__What is required__. Without altering a single word, repeat the records that follow.

+++

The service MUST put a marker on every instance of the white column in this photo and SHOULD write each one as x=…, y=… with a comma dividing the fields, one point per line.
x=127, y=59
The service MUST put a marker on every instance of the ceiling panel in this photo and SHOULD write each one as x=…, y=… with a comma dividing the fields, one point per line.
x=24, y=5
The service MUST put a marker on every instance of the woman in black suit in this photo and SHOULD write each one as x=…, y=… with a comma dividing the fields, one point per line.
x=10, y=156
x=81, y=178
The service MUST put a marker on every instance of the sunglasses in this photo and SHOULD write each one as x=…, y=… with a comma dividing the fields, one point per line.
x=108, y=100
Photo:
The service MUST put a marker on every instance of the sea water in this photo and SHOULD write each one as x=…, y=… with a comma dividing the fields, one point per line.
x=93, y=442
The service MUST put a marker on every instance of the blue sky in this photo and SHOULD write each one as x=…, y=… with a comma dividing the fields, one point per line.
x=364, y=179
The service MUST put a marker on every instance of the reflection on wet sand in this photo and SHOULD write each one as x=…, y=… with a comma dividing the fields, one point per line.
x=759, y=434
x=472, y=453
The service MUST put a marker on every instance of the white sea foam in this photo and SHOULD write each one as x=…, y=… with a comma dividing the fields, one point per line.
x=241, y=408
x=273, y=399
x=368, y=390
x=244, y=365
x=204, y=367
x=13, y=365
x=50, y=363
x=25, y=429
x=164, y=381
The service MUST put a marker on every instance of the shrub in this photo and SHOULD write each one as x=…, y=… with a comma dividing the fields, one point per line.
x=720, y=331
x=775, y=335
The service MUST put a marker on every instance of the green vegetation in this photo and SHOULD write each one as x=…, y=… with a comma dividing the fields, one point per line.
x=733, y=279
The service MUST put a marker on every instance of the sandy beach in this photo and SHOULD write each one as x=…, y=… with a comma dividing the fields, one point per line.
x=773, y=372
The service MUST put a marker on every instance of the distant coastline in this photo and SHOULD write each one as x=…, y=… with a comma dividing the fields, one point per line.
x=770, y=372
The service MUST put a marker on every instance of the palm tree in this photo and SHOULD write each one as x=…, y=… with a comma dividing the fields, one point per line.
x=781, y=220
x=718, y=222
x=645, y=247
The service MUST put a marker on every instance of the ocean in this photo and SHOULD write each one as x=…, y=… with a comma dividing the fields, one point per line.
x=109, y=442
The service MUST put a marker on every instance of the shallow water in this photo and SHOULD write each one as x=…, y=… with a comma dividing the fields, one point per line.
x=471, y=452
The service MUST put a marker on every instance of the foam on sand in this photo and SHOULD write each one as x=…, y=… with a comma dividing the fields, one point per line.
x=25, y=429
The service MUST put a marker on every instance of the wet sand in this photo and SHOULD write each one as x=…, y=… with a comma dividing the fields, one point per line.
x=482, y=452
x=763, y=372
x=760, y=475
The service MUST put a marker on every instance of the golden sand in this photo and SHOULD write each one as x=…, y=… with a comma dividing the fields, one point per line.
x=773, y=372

+++

__Your solution__.
The service MUST put a marker on every instance of the white column in this photo and SHOULD write each one as x=…, y=… with a comma dividing the fields, one point per line.
x=127, y=59
The service MUST put a marker on every instance of the ceiling panel in this photo and SHOULD write each one as x=…, y=… with a comma dividing the fields, one point per line.
x=24, y=5
The service MUST put a marker on every instance of the woman in black suit in this photo and SHOULD write each one as x=…, y=… with a comma dividing the fields, one point per line.
x=10, y=156
x=81, y=178
The service MUST put a marker on every instance of the sunglasses in this photo and SHOULD write each one as x=…, y=… with a comma dividing the fields, one point per line.
x=108, y=100
Photo:
The service MUST put a marker on every instance of the sea water in this photo and SHOULD write each one as x=…, y=… with a comma dividing the fields, one point per line.
x=93, y=442
The service MUST put a marker on every instance of the blue sky in this photo and SHOULD write each one as x=…, y=… with a comma dividing the fields, one point per line.
x=364, y=179
The service MUST put a marker on every instance of the reflection on wet sand in this photo and SHOULD write each one as x=…, y=… with a comma dividing the fields, one point per line.
x=759, y=434
x=472, y=453
The service MUST put a marker on every instance of the white sea foam in this photo and SHOULD write each one as x=…, y=… with a comma dividing the fields, one point per line.
x=241, y=408
x=273, y=399
x=368, y=390
x=244, y=365
x=204, y=367
x=13, y=365
x=50, y=363
x=25, y=429
x=164, y=381
The service MUST put a marker on every instance of the shrub in this photo and SHOULD write each one as x=…, y=… with a comma dividing the fields, one point per line.
x=720, y=331
x=775, y=335
The service MUST put a marker on every instance of the green vegetation in this photo and SHOULD write each one as x=…, y=… with a comma dividing the fields, one point per line.
x=733, y=279
The service MUST put a marker on every instance of the sandy beach in this photo and SHOULD write each one as x=…, y=… with a comma dividing the fields, one point per line.
x=773, y=372
The service MUST put a marker on every instance of the distant coastline in this photo and SHOULD write each one as x=…, y=… with a comma dividing the fields, one point per line.
x=770, y=372
The service MUST put a marker on every instance of the palm tree in this photo and SHOULD write each one as x=…, y=… with a comma dividing the fields, one point per line.
x=781, y=220
x=718, y=222
x=645, y=247
The service MUST put a marker on every instance of the ocean in this photo and SHOULD write each one as x=…, y=… with a comma dividing the fields, one point per line.
x=109, y=442
The service MUST put a marker on every instance of the shallow water in this photo and SHOULD write each one as x=…, y=… with a comma dividing the fields, one point per line.
x=471, y=452
The service MUST put a marker on every instance of the foam on sand in this photo and SHOULD write each one as x=…, y=… with a comma dividing the fields, one point per line.
x=25, y=429
The service MUST put a marker on every instance of the wet sand in this photo and SHOULD write each one as x=…, y=… with a comma dividing the fields, one point per line.
x=482, y=452
x=763, y=372
x=760, y=475
The service MUST put a marker on every instance of the golden sand in this photo and SHOULD write each one as x=…, y=… with a comma dividing the fields, one point per line.
x=773, y=372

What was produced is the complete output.